Provided material
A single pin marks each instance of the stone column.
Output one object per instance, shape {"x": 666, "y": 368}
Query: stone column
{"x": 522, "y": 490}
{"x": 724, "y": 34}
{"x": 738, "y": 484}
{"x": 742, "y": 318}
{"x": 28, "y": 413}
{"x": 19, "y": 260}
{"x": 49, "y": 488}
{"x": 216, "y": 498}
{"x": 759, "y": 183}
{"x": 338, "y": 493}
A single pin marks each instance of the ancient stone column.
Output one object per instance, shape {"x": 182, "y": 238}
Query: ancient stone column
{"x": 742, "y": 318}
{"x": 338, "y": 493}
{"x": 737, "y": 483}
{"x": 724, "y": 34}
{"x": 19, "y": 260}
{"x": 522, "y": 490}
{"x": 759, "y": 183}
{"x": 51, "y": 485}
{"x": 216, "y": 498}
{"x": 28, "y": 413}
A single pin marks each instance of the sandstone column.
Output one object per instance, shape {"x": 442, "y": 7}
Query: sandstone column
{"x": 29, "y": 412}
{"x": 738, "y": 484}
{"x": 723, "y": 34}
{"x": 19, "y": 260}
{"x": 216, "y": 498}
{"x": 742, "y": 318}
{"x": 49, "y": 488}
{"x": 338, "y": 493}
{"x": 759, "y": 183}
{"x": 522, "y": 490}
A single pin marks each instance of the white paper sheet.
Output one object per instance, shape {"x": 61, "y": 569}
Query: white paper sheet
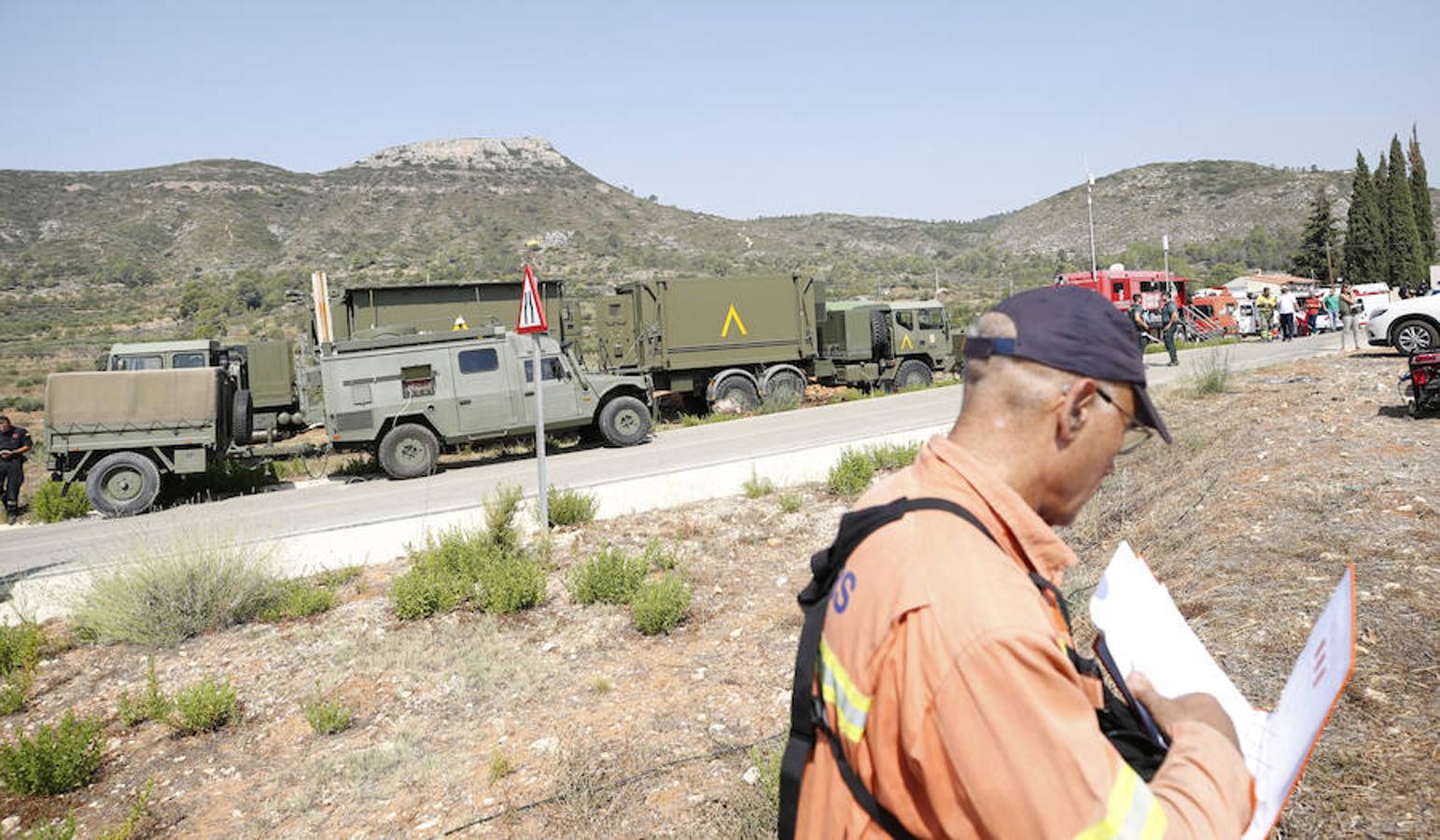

Brief
Note each line above that contains "sheet" and copy it out.

Answer to this exercise
A single pin marks each instance of the white paper sheet.
Query: white paper sheet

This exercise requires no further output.